→ Text passage:

○ ○ ○ ○

“With NASDAQ listing in October next year, we will show the excellent efficacy of ‘Super NK (Natural Killer)’ cell therapy in the global market.”
So said Park Sang-woo, CEO of NKMax, at an investor relations briefing in Yeouido, Seoul, Tuesday, announcing the plan for NKMax America, a U.S. subsidiary, to go public on the U.S. stock exchange.
|NKMax CEO Park Sang-woo speaks at an investor relations briefing in Yeouido, Seoul, Tuesday.
While many other developers of cell-based immunotherapies focus on T cells, NKMax concentrates on NK cells, which have drawn relatively less attention.
The company said its unique technology had overcome the limitations of existing NK cell therapies such as the lack of mass production and low purity. The biotech firm named its high-purity NK cells as “Super NK cells.”
“It is difficult to develop NK cell therapies because proliferating NK cells that have already been isolated is not easy. However, we have a technology to cultivate highly active NK cells in patients at almost the same level in healthy people, with 98 percent of purity,” Park said. “We can mass propagate high-purity NK cells and plan to apply them to various diseases.”
The company uses a simple method in Super NK cell therapy. It takes out 60 mL of peripheral blood from a patient’s body, separate NK cells and cultivates them using the company’s platform technology. It can earn about 2.5 million effective NK cells highly capable of killing cancer cells. Then, the company mass propagates 2 billion to 6 billion NK cells in vitro and inject them into the patient’s body so that NK cells can kill cancer cells.
NK cells are classified as autologous immune cells because immune cells are injected back to the patient.
NKMax is conducting trials on the autologous NK cell therapy in patients with cancer. In the U.S., the company is working on a phase-1 trial in patients with refractory cancer that does not respond to existing treatments. In Korea, the company plans to enter a phase-1 study in solid cancer patients.
NKMax is also studying the autologous NK cell therapy in combination with other existing anticancer drugs. The most advanced trial is on a combo with Keytruda in non-small cell lung cancer. The study is taking place in Korea. In the U.S., the company plans to conduct a phase-1 trial as a monotherapy in various solid cancers and try out a phase-2 study on various combo therapies using the autologous NK cell treatment.
NKMax’s other research includes applying the NK cell therapy to autoimmune diseases such as psoriasis and rheumatoid arthritis and the prevention of cancer recurrence.

○ ○ ○ ○

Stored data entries

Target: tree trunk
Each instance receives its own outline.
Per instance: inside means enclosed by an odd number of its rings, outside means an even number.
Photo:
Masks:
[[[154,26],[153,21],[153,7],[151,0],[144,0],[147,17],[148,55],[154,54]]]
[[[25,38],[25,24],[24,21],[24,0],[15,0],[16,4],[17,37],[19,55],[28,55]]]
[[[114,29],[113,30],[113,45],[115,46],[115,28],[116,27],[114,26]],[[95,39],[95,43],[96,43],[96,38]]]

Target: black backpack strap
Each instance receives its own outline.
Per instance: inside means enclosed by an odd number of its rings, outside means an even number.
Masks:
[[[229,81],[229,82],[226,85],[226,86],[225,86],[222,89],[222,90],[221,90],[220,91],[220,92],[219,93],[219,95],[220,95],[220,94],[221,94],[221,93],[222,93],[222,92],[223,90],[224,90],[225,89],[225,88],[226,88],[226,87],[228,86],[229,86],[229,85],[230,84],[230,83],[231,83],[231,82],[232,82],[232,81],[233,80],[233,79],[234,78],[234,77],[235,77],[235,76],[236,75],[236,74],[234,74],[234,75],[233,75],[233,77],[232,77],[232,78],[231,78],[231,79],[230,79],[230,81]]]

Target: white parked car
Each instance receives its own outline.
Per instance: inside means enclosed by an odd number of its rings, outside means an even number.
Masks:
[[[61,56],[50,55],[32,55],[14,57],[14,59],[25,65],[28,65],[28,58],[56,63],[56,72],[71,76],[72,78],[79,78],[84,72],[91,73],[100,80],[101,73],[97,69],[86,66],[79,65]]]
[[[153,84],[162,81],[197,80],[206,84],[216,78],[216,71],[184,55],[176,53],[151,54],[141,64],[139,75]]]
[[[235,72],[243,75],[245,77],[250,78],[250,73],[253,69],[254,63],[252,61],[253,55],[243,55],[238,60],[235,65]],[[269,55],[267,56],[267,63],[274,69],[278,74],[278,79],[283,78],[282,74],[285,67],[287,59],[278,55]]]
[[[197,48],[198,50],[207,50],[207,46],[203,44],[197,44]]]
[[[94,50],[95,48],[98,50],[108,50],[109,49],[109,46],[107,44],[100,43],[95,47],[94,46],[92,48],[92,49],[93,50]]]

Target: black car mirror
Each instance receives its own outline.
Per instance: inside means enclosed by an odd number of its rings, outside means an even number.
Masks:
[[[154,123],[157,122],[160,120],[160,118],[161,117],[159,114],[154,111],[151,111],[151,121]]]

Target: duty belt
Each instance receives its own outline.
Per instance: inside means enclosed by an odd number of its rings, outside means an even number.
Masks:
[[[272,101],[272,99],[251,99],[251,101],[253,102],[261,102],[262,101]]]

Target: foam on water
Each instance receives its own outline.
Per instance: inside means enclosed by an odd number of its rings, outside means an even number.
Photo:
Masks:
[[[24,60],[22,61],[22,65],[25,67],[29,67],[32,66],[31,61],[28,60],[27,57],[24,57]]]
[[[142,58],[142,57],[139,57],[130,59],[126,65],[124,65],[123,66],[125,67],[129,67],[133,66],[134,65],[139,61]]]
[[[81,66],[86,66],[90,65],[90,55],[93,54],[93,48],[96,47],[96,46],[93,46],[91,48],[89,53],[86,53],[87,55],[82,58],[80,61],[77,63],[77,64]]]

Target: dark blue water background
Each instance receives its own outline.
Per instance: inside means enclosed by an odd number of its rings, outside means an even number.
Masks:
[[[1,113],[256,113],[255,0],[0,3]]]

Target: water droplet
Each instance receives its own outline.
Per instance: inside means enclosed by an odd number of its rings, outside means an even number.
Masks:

○ ○ ○ ○

→ Problem description: Reproduce the passage of the NKMax article above word for word, starting at "So said Park" and ending at "U.S. stock exchange.".

→ Result:
So said Park Sang-woo, CEO of NKMax, at an investor relations briefing in Yeouido, Seoul, Tuesday, announcing the plan for NKMax America, a U.S. subsidiary, to go public on the U.S. stock exchange.